>>>
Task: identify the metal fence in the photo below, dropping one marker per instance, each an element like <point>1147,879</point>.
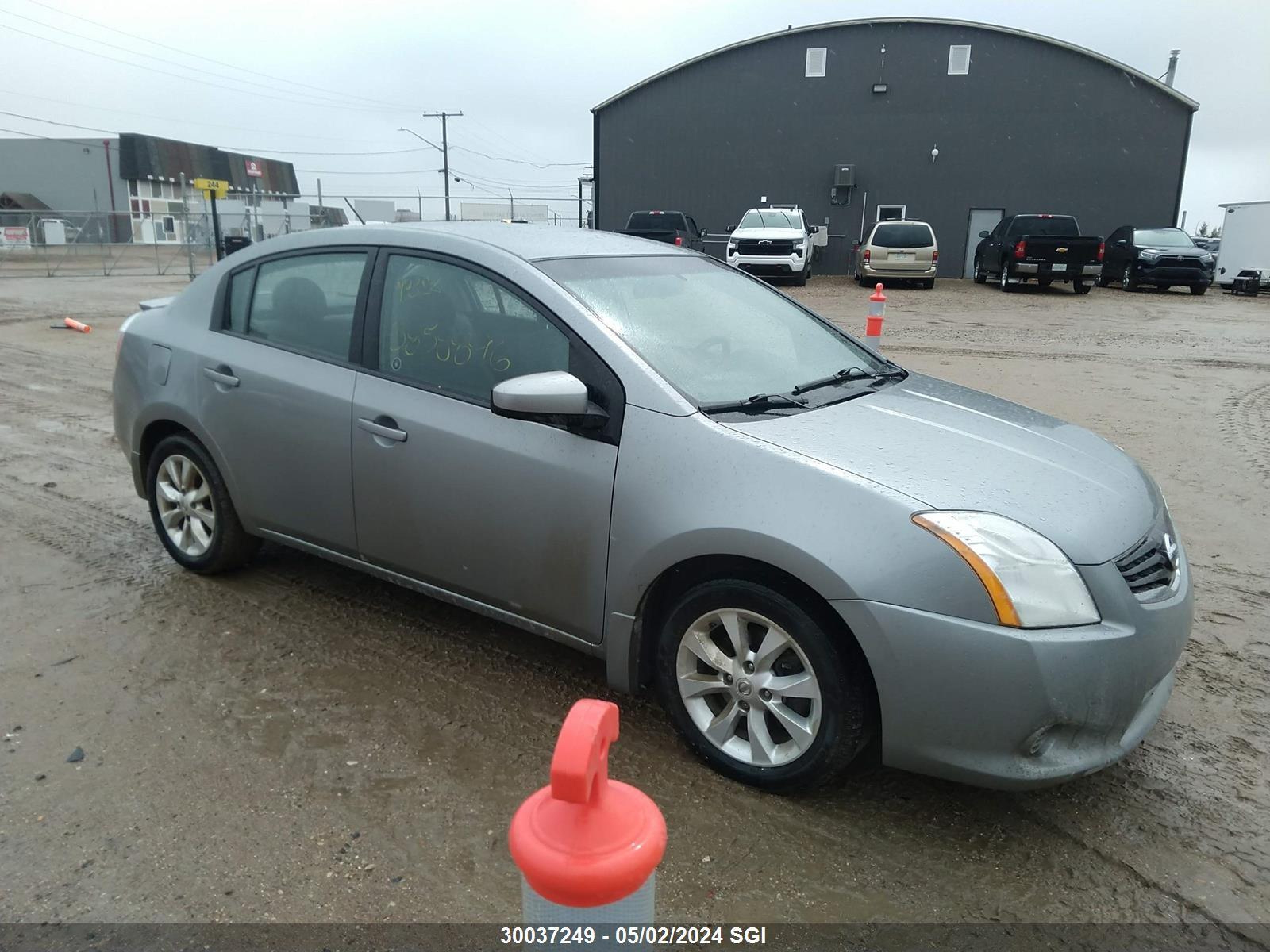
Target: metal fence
<point>177,236</point>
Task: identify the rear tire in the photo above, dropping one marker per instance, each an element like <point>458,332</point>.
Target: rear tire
<point>829,714</point>
<point>192,511</point>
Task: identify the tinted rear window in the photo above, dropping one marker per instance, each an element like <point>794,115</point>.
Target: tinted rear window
<point>1054,225</point>
<point>648,221</point>
<point>903,236</point>
<point>1162,238</point>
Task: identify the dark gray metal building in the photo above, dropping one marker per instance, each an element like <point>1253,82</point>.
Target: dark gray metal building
<point>947,121</point>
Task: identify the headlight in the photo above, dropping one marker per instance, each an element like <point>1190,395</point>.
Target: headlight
<point>1030,582</point>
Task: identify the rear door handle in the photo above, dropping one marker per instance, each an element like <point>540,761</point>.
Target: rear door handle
<point>384,428</point>
<point>223,375</point>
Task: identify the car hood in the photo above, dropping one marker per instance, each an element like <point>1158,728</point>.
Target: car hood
<<<
Exercise directions
Nothing but lines that contain "hood" should appear in the answer. Copy each from the records.

Written solution
Task: identify the car hood in the photo above, dropping one marker per instance, each an element like <point>1158,728</point>.
Target: car hood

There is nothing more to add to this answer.